Gather every line in the listing below that contains the word "pool", and copy each such line.

────

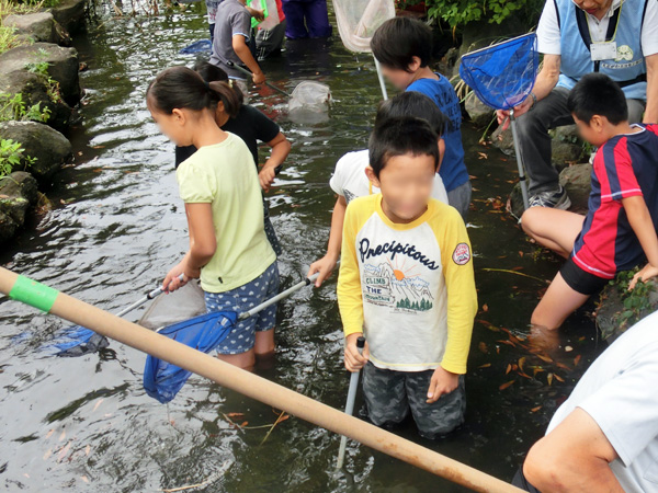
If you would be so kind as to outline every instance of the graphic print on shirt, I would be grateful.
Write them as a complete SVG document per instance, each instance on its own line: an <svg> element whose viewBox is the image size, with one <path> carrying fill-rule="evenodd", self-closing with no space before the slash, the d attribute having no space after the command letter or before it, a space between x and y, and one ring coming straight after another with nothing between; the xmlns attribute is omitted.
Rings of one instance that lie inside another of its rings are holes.
<svg viewBox="0 0 658 493"><path fill-rule="evenodd" d="M440 262L408 243L390 241L371 248L367 238L360 241L359 254L363 262L364 301L408 314L434 307L431 284L423 273L439 270Z"/></svg>
<svg viewBox="0 0 658 493"><path fill-rule="evenodd" d="M353 194L348 188L343 188L343 197L345 197L345 202L349 204L354 198L356 198L356 194Z"/></svg>

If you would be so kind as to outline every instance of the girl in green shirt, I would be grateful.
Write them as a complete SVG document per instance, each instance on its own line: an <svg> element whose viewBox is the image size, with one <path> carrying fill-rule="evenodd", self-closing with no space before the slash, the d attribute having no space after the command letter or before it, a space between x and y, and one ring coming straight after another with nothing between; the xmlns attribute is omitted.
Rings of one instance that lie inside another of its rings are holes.
<svg viewBox="0 0 658 493"><path fill-rule="evenodd" d="M222 130L215 108L238 105L226 82L205 82L185 67L172 67L150 83L146 103L162 134L197 151L177 170L185 203L190 250L163 280L173 291L201 278L208 311L242 312L279 291L276 255L263 227L260 182L247 145ZM178 276L183 274L181 282ZM218 357L242 368L274 352L276 309L236 324Z"/></svg>

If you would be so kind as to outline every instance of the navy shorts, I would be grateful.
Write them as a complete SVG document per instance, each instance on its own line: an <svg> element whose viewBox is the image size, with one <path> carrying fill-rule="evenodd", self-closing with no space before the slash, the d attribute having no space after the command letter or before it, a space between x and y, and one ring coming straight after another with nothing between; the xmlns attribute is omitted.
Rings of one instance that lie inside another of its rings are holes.
<svg viewBox="0 0 658 493"><path fill-rule="evenodd" d="M565 283L567 283L567 286L586 296L595 295L610 283L610 279L604 279L603 277L583 271L571 257L563 265L559 273L561 274L563 279L565 279Z"/></svg>
<svg viewBox="0 0 658 493"><path fill-rule="evenodd" d="M204 294L208 313L225 310L242 313L279 294L279 266L276 262L272 263L256 279L230 291ZM276 303L246 320L239 320L228 337L217 346L217 353L247 353L256 343L256 333L272 330L275 324Z"/></svg>

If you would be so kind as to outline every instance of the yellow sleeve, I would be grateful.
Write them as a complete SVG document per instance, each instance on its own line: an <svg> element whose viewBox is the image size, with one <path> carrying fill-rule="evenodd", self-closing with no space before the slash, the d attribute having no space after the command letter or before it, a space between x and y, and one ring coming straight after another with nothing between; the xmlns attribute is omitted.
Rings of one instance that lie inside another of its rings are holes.
<svg viewBox="0 0 658 493"><path fill-rule="evenodd" d="M466 372L473 320L477 313L477 293L473 273L473 250L466 226L452 207L442 211L444 227L436 231L447 289L447 343L441 366L453 374ZM441 234L443 238L441 238Z"/></svg>
<svg viewBox="0 0 658 493"><path fill-rule="evenodd" d="M358 204L352 200L345 210L343 238L338 274L338 308L345 336L363 332L363 295L361 272L356 259L356 233L359 232Z"/></svg>

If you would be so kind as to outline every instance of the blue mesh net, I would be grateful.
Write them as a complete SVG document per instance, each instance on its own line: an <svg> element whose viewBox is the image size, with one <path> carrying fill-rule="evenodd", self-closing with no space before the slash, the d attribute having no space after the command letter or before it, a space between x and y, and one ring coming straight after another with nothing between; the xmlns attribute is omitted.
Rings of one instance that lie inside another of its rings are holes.
<svg viewBox="0 0 658 493"><path fill-rule="evenodd" d="M511 110L532 91L538 66L532 33L464 55L460 76L487 106Z"/></svg>
<svg viewBox="0 0 658 493"><path fill-rule="evenodd" d="M54 341L39 351L52 356L75 357L97 353L110 345L107 339L80 325L61 330Z"/></svg>
<svg viewBox="0 0 658 493"><path fill-rule="evenodd" d="M203 353L209 353L224 341L237 320L232 311L218 311L166 326L159 333ZM146 358L144 389L161 403L171 401L185 385L190 371L152 357Z"/></svg>
<svg viewBox="0 0 658 493"><path fill-rule="evenodd" d="M197 42L192 43L191 45L185 46L179 53L184 55L193 55L196 53L211 53L213 50L213 44L209 39L200 39Z"/></svg>

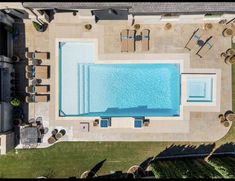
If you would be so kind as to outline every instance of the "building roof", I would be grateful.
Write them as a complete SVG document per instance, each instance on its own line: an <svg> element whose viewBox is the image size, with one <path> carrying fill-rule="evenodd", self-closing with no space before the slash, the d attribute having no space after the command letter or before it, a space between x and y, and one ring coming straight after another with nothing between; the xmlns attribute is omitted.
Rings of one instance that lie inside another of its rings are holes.
<svg viewBox="0 0 235 181"><path fill-rule="evenodd" d="M234 2L74 2L74 3L35 3L24 2L24 7L47 9L105 9L128 8L133 14L161 14L161 13L205 13L205 12L235 12Z"/></svg>

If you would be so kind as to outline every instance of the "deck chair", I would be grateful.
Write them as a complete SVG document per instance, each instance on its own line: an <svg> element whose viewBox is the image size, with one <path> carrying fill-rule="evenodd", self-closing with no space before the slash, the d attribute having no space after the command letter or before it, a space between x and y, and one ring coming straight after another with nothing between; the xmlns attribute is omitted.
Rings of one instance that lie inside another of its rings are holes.
<svg viewBox="0 0 235 181"><path fill-rule="evenodd" d="M135 51L135 30L129 30L128 32L128 52Z"/></svg>
<svg viewBox="0 0 235 181"><path fill-rule="evenodd" d="M25 97L26 103L48 102L49 95L30 95Z"/></svg>
<svg viewBox="0 0 235 181"><path fill-rule="evenodd" d="M121 52L128 52L128 30L122 30L121 34Z"/></svg>
<svg viewBox="0 0 235 181"><path fill-rule="evenodd" d="M35 95L35 102L48 102L49 95Z"/></svg>
<svg viewBox="0 0 235 181"><path fill-rule="evenodd" d="M34 59L48 59L49 58L49 52L34 52L33 54Z"/></svg>
<svg viewBox="0 0 235 181"><path fill-rule="evenodd" d="M25 92L29 94L34 93L35 92L34 86L31 85L31 86L25 87Z"/></svg>
<svg viewBox="0 0 235 181"><path fill-rule="evenodd" d="M193 47L197 44L197 41L201 38L203 30L197 29L193 32L193 35L190 37L189 41L186 43L185 47L188 50L192 50Z"/></svg>
<svg viewBox="0 0 235 181"><path fill-rule="evenodd" d="M35 92L37 93L49 92L49 85L37 85L37 86L34 86L34 88L35 88Z"/></svg>
<svg viewBox="0 0 235 181"><path fill-rule="evenodd" d="M25 66L25 71L26 72L33 72L34 71L34 66L33 65L26 65Z"/></svg>
<svg viewBox="0 0 235 181"><path fill-rule="evenodd" d="M29 79L29 80L32 80L34 78L33 73L32 72L26 72L25 73L25 78Z"/></svg>
<svg viewBox="0 0 235 181"><path fill-rule="evenodd" d="M144 29L141 32L141 36L142 36L142 51L148 51L149 50L149 32L150 30L148 29Z"/></svg>
<svg viewBox="0 0 235 181"><path fill-rule="evenodd" d="M214 38L210 36L204 43L204 45L197 51L196 55L202 58L212 47L214 44Z"/></svg>
<svg viewBox="0 0 235 181"><path fill-rule="evenodd" d="M33 58L33 52L25 52L25 57L28 59L32 59Z"/></svg>

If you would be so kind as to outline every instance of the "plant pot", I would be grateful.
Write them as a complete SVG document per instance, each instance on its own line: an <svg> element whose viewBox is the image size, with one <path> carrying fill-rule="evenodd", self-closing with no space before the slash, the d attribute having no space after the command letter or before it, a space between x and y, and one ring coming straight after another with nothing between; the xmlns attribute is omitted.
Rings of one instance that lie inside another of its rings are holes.
<svg viewBox="0 0 235 181"><path fill-rule="evenodd" d="M20 57L17 56L17 55L13 55L11 59L12 59L13 62L19 62L20 61Z"/></svg>
<svg viewBox="0 0 235 181"><path fill-rule="evenodd" d="M86 30L91 30L92 29L92 25L91 24L86 24L84 27L85 27Z"/></svg>

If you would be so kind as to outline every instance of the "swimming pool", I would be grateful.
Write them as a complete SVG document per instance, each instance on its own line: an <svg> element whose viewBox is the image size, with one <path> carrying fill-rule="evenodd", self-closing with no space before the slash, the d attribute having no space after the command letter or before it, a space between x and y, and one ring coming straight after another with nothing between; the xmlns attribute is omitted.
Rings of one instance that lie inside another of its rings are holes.
<svg viewBox="0 0 235 181"><path fill-rule="evenodd" d="M59 46L59 116L179 116L179 64L94 64L94 49Z"/></svg>

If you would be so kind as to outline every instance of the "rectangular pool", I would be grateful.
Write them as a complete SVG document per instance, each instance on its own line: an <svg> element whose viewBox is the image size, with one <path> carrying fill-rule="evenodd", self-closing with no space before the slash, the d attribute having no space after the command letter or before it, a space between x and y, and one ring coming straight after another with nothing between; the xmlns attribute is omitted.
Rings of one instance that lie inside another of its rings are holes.
<svg viewBox="0 0 235 181"><path fill-rule="evenodd" d="M94 64L92 45L67 45L59 51L60 116L179 116L179 64Z"/></svg>

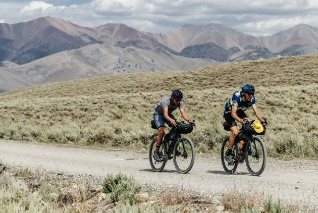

────

> [Right answer]:
If you would be so kind as to outline every instance of the "swimming pool", I would be grateful.
If you would be so kind as to outline every instance of the "rectangular pool", I would be grateful.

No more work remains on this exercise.